◆ Given instruction:
Copy the records from the very start through the line containing "[0,225,144,297]", both included, keeping the requests unchanged but multiplying each box coordinate in the answers by 2.55 and rounding to whole numbers, halves up. Leave the pictures out of your answer.

◆ Material provided:

==========

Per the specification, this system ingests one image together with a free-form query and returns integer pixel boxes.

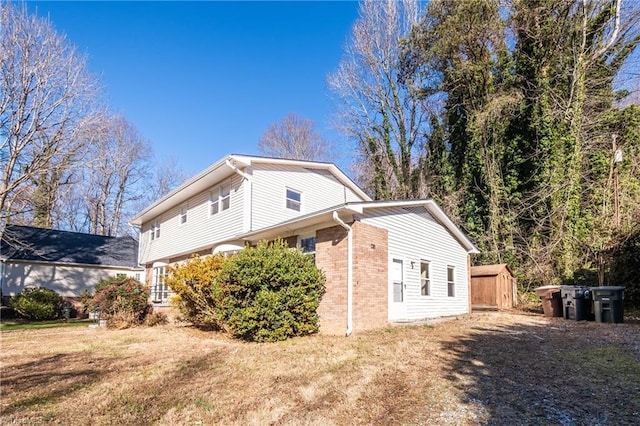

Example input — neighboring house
[131,155,477,334]
[471,263,518,310]
[0,225,144,297]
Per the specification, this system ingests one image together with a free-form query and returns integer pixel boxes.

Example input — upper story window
[420,260,431,296]
[447,266,456,297]
[180,206,187,225]
[151,220,160,241]
[287,188,302,212]
[209,184,231,216]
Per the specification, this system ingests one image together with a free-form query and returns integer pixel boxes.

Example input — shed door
[389,259,407,320]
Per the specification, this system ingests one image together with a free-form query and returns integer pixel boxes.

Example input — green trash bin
[591,286,624,323]
[534,285,562,317]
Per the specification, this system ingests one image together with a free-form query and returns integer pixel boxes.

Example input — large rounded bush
[11,287,63,321]
[216,240,325,342]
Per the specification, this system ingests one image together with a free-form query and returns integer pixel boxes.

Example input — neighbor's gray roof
[0,225,138,268]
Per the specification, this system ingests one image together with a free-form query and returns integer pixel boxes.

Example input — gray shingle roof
[0,225,138,268]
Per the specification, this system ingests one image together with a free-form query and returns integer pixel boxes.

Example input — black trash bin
[534,285,562,317]
[560,285,593,321]
[591,286,624,323]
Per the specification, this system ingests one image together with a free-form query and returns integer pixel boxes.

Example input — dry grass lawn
[0,313,640,425]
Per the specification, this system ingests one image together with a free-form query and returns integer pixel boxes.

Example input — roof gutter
[333,210,353,337]
[224,158,251,180]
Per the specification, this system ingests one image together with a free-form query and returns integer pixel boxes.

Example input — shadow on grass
[444,316,640,425]
[0,353,108,416]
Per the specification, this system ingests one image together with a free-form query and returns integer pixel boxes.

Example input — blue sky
[28,1,358,175]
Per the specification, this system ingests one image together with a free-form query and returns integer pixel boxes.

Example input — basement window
[420,260,431,296]
[447,266,456,297]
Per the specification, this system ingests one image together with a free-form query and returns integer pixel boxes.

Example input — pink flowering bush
[91,278,151,325]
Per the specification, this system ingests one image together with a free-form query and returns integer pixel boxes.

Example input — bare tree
[258,113,335,161]
[0,3,98,234]
[328,0,430,198]
[78,115,151,235]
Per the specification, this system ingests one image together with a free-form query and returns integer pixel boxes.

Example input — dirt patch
[0,313,640,425]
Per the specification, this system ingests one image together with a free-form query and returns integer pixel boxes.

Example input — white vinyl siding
[139,176,245,263]
[360,207,469,320]
[251,164,364,230]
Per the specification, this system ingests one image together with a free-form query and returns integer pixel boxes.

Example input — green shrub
[165,255,230,330]
[11,287,63,320]
[216,240,325,342]
[91,278,150,327]
[145,311,169,327]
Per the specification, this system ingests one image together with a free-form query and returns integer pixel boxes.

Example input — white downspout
[333,211,353,336]
[225,158,253,232]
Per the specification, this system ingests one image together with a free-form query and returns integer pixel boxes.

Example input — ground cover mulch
[0,312,640,425]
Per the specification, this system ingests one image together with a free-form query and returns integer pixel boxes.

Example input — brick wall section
[316,226,347,334]
[316,222,389,335]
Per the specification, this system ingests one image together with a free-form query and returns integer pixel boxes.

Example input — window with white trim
[209,183,231,216]
[420,260,431,296]
[180,206,187,225]
[300,236,316,254]
[447,266,456,297]
[286,188,302,212]
[151,266,169,303]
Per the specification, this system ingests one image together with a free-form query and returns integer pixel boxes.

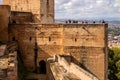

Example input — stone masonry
[0,0,108,80]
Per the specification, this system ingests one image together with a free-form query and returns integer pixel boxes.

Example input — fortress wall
[9,25,35,71]
[0,5,10,42]
[10,11,34,23]
[40,0,54,24]
[3,0,40,21]
[9,24,107,80]
[63,24,107,80]
[3,0,54,23]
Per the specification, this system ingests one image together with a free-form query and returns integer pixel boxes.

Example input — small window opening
[75,38,77,42]
[39,60,46,74]
[29,37,32,41]
[12,37,16,41]
[49,37,51,41]
[12,20,16,24]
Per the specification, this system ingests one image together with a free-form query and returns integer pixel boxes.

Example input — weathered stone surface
[0,58,8,69]
[0,5,10,42]
[0,45,6,57]
[3,0,54,23]
[9,24,107,80]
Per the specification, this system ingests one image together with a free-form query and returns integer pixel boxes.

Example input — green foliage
[108,27,120,36]
[108,48,120,80]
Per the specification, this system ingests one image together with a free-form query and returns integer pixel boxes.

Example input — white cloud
[55,0,120,19]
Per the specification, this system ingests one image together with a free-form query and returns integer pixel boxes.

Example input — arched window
[39,60,46,74]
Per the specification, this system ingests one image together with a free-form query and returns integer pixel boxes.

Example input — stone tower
[3,0,54,23]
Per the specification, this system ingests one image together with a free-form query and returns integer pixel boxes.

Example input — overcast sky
[0,0,120,20]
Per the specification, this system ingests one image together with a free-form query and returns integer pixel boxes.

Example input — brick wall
[9,24,107,80]
[0,5,10,42]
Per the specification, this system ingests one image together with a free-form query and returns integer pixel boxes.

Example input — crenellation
[0,0,108,80]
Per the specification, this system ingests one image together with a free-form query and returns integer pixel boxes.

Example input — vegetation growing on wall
[108,48,120,80]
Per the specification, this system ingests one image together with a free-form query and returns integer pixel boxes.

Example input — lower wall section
[64,46,105,80]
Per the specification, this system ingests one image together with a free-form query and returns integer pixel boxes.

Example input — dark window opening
[75,38,77,42]
[29,37,32,41]
[39,60,46,74]
[49,37,51,41]
[12,37,16,41]
[12,20,16,24]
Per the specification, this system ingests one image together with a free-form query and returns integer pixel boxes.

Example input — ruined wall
[63,24,107,80]
[3,0,54,23]
[9,24,107,80]
[10,11,34,24]
[40,0,54,24]
[9,24,63,70]
[0,5,10,42]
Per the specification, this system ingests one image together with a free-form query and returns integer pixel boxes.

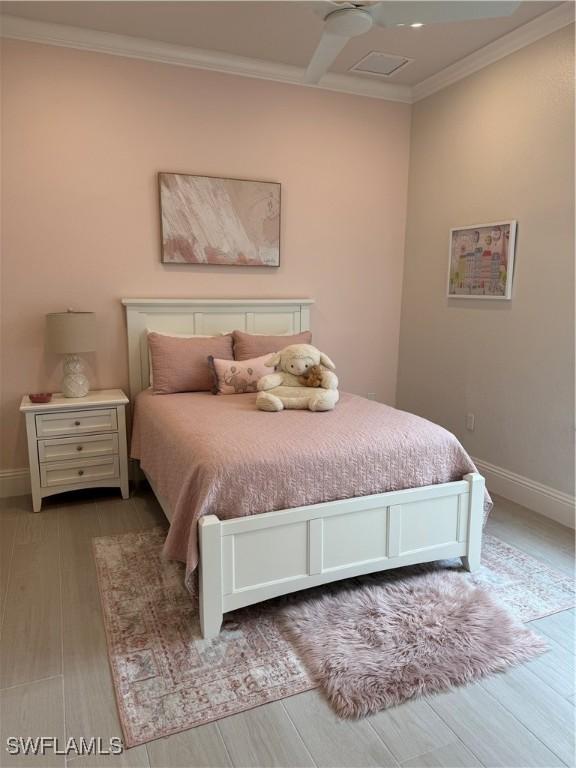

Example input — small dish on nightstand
[28,392,52,403]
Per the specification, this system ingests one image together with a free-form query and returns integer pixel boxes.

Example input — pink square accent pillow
[209,354,274,395]
[232,331,312,360]
[148,332,234,395]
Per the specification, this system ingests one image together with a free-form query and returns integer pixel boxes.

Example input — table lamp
[46,309,96,397]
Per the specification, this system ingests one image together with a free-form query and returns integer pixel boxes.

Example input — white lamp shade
[46,311,96,355]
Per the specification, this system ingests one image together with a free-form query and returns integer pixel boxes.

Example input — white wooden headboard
[122,299,314,399]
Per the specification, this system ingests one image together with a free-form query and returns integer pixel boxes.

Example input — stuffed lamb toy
[256,344,339,411]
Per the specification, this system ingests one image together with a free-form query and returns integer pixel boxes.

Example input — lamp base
[62,355,90,397]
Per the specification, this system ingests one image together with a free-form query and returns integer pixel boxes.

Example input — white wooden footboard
[199,473,484,638]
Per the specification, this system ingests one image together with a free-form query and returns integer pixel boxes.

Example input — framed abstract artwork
[448,221,516,299]
[158,173,280,267]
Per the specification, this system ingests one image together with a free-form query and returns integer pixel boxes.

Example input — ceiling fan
[304,0,520,83]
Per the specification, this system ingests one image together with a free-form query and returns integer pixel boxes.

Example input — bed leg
[460,472,484,571]
[198,515,222,640]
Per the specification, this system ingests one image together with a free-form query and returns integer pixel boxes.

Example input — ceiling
[0,0,561,86]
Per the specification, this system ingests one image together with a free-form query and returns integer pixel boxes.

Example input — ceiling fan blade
[366,0,520,27]
[304,31,350,83]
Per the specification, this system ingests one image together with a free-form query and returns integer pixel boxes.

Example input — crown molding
[0,15,412,104]
[412,2,574,102]
[0,0,574,104]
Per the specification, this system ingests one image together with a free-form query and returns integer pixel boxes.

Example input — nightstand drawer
[36,408,118,437]
[38,433,118,461]
[40,456,120,488]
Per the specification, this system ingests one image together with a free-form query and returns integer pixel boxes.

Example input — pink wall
[0,41,410,469]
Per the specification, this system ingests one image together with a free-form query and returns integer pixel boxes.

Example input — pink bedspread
[131,390,490,582]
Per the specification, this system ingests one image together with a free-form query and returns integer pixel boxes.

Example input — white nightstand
[20,389,129,512]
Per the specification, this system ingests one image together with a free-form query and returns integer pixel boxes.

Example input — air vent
[348,51,414,77]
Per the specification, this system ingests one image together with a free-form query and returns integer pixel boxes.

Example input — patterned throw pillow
[208,354,273,395]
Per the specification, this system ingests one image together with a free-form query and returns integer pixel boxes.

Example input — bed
[123,299,489,638]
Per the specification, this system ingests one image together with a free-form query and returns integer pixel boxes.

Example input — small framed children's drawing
[448,221,516,299]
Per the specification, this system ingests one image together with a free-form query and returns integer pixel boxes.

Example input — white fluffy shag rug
[280,572,546,718]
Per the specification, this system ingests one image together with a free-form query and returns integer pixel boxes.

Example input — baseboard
[0,458,576,528]
[0,467,30,499]
[472,458,576,528]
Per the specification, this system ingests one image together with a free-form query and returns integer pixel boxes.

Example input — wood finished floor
[0,493,575,768]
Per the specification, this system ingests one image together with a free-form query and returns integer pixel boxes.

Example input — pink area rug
[94,529,574,747]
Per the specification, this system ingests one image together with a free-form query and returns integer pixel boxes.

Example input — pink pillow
[232,331,312,360]
[208,354,273,395]
[148,332,234,395]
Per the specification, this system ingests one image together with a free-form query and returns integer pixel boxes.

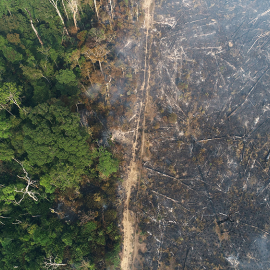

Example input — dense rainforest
[0,0,141,270]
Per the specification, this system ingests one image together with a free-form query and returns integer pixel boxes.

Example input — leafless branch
[43,256,66,269]
[13,158,39,204]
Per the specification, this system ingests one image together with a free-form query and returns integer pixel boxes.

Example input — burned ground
[113,0,270,270]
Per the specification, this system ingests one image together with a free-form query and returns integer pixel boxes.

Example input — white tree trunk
[25,8,43,46]
[109,0,113,18]
[62,0,69,20]
[94,0,98,17]
[49,0,69,36]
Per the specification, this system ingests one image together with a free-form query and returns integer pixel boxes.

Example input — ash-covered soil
[122,0,270,270]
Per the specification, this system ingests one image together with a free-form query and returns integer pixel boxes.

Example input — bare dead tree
[43,256,67,269]
[13,158,39,204]
[62,0,69,20]
[25,8,43,46]
[94,0,98,18]
[49,0,69,36]
[109,0,113,18]
[68,0,79,30]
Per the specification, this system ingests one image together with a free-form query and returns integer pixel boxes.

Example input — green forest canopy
[0,0,135,270]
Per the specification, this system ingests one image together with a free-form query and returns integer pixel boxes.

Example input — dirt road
[121,0,153,270]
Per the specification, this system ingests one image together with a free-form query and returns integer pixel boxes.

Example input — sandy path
[121,0,153,270]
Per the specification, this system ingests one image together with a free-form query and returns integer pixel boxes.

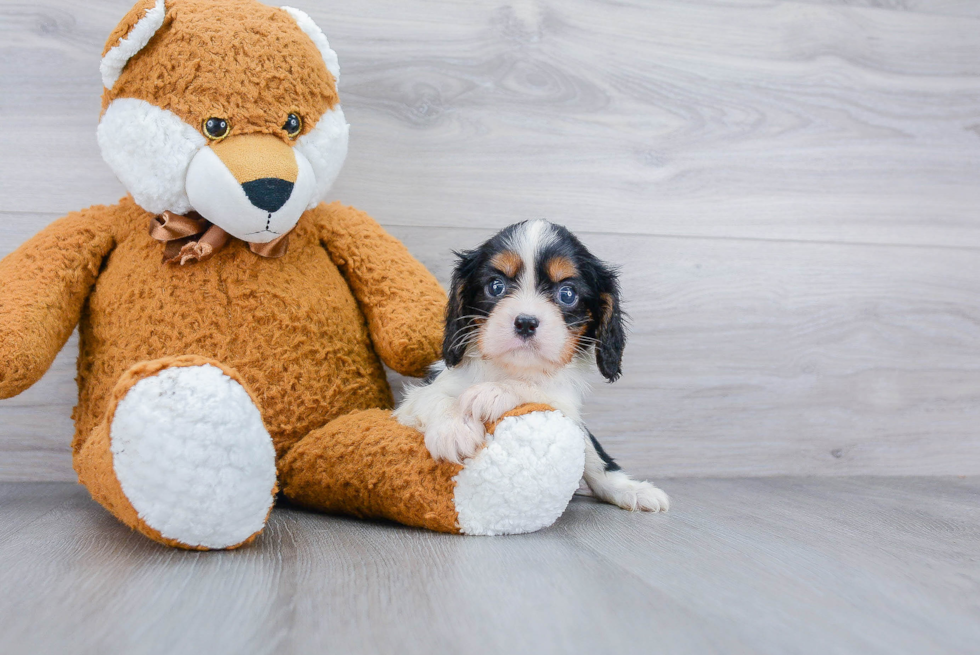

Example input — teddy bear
[0,0,584,550]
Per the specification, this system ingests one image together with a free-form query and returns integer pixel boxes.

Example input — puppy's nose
[242,177,293,213]
[514,314,540,339]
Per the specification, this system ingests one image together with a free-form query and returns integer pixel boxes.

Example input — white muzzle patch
[97,98,350,243]
[186,148,316,243]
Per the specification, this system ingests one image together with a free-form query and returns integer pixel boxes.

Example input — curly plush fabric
[102,0,337,140]
[67,198,445,462]
[0,0,583,549]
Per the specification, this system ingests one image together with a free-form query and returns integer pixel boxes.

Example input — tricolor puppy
[395,220,669,512]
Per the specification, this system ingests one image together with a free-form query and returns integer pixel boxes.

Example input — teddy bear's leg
[75,356,276,550]
[280,405,585,535]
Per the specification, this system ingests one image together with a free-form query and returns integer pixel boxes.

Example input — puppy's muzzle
[514,314,541,340]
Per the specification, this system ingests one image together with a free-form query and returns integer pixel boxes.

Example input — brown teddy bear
[0,0,583,549]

==========

◆ Output below:
Per the specification, this system ingests one image together with a free-form query and returns integer pixel boxes.


Example input — neighboring house
[334,395,1216,852]
[1201,671,1321,791]
[0,574,367,757]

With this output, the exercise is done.